▶ _TEXT SEGMENT_
____
# R.I.P No3 and 5



## JAG Loves Beardies (Apr 13, 2008)

R.I.P to two little puppies, one died aged 2 days smothered by the mother and the other died last night aged 4 days, the runt nicknamed titch wasnt feeding properly. Even though i hand fed her she was still to weak.

R.I.P my little girlies.


----------



## jennibob (Jan 5, 2008)

Awww hun, R.I.P little ones

Jenx


----------



## Iliria (Jan 19, 2007)

r.i.p


----------



## alnessman (Mar 8, 2008)

R.I.P litte ones


----------



## Roewammi (Mar 23, 2008)

R.I.P that must have been awful
eace:


----------



## ferretlad (Mar 6, 2008)

Very sad...R.I.P. lil fellas.


----------



## Pliskens_Chains (Jun 8, 2008)

im very sorry for your loss, nature can be so cruel. R.I.P


----------



## bendigo (Jan 28, 2008)

rip lil ones, what kind of dogs are the puppies?


----------



## JAG Loves Beardies (Apr 13, 2008)

They are border terriers.
Thankyou everyone.


----------



## LIZARD (Oct 31, 2007)

awwwwwwwwwww bless

R.I.P lil guys sweet dreams

Sending u a hug matey


----------



## bmsonline (Feb 7, 2008)

R.I.P 

Alex


----------
____
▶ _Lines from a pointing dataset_
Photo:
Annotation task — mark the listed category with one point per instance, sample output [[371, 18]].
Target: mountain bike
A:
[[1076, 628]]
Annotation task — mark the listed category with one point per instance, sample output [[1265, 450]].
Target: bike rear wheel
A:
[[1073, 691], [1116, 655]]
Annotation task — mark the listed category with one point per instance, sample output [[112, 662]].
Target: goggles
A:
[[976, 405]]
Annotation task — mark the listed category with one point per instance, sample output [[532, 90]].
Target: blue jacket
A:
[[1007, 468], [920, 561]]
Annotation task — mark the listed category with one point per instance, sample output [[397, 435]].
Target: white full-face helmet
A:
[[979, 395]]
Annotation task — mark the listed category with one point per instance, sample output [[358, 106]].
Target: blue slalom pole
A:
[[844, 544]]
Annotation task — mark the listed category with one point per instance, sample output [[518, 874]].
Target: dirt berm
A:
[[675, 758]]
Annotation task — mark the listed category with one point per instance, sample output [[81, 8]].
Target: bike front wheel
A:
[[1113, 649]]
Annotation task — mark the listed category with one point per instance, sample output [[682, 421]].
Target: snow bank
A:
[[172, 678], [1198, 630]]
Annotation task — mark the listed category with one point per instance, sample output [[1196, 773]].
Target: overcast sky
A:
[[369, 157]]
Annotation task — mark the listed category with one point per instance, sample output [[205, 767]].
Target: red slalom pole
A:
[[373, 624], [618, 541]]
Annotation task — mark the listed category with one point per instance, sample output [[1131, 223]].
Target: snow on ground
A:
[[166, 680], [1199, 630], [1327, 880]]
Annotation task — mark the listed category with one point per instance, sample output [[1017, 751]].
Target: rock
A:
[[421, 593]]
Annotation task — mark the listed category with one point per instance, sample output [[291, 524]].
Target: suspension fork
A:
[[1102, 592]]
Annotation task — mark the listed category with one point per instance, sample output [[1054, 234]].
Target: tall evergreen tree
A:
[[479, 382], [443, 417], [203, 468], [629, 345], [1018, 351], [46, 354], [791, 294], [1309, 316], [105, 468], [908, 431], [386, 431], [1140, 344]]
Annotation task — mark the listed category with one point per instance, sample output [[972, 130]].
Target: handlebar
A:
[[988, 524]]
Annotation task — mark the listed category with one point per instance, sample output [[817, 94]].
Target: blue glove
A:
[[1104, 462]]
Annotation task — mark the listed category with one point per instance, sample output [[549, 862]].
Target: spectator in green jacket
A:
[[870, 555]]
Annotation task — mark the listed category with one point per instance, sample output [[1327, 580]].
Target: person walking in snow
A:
____
▶ _TO BE DONE_
Print the passage of the forum thread about the two puppies that starts with "# R.I.P No3" and goes on through "still to weak.".

▶ _EXPECTED ANSWER_
# R.I.P No3 and 5



## JAG Loves Beardies (Apr 13, 2008)

R.I.P to two little puppies, one died aged 2 days smothered by the mother and the other died last night aged 4 days, the runt nicknamed titch wasnt feeding properly. Even though i hand fed her she was still to weak.